==== Source passage

Have you been putting off having children until the time felt right? And now you find yourself wondering how fertile you are?
In a recent article for nine MSN, I reveal my top tips on how you can increase your fertility through some simple diet changes. Take a look…
Fertility is a funny thing. Most of us spend our teen years and twenties actively avoiding pregnancy, but as soon as our biological clocks start ticking, we do everything in our power to make sure our eggs are literally ripe for the picking.
As such, our diets are increasingly attracting attention from scientists — it’s becoming clear that while it’s not the be-all and end-all of good fertility, what we eat can have an impact on our chance of conceiving.
“Our bodies work best when we nourish them well,” Meg McClintock, dietitian and nutritionist at Body Beyond Birth, tells ninemsn Coach. “When we’re eating a varied, balanced diet that includes plenty of whole foods and limits heavily processed foods, we can be confident that we are giving our body the best chance to work well.”
Being mindful of what we’re putting into our bodies becomes particularly important as we get older and our egg quality can decline. “Fertility drops significantly between your mid-thirties and forties, so… having a great diet and being in shape can give you the best chance at conceiving,” McClintock says.
1. Get the right fat balance
Forget those fries and cakes — a Harvard University study found women who eat lots of saturated fats have fewer mature eggs ready for fertilisation in IVF, and past studies have shown they’re bad for sperm count, too.
At the same time, good fats are thought to help fertility, so load up on nuts, oily fish and avocado.

========
==== Source data

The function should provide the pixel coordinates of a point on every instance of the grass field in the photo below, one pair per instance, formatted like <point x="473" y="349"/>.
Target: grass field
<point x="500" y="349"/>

========

§ Questions on the material:
[1] In the fertility article, translate this sentence into Spanish: "At the same time, good fats are thought to help fertility, so load up on nuts, oily fish and avocado."
[2] According to the fertility article, what did the Harvard University study find about women who eat lots of saturated fats?
[3] Go on with the fertility article, picking up after its final sentence.

§ Per-task outputs:
[1] Al mismo tiempo, se cree que las grasas buenas favorecen la fertilidad, así que consume en abundancia frutos secos, pescado azul y aguacate.

[2] They have fewer mature eggs ready for fertilization in IVF.

[3]
“Omega 3 fatty acids are important for decreasing inflammation, which contributes to insulin resistance and therefore impacts fertility,” Melanie McGrice, dietitian and author of The Pregnancy Weight Plan, told ninemsn Coach. Insulin is the hormone that controls our blood sugar levels and, when there are high levels present, it makes the pituitary gland pump out heaps of hormones that can disrupt ovulation.
2. Pump up the protein
Gym junkies aren’t the only ones who might want to increase their protein intake. A recent University of Sydney study on mice found that increased protein intake was associated with better fertility. “It appears that if you increase your protein-to-carbohydrate ratio, it overall has a better impact on reproductive function,” Dr Kirsty Walters, a senior research fellow at the ANZAC Research Institute, tells Coach.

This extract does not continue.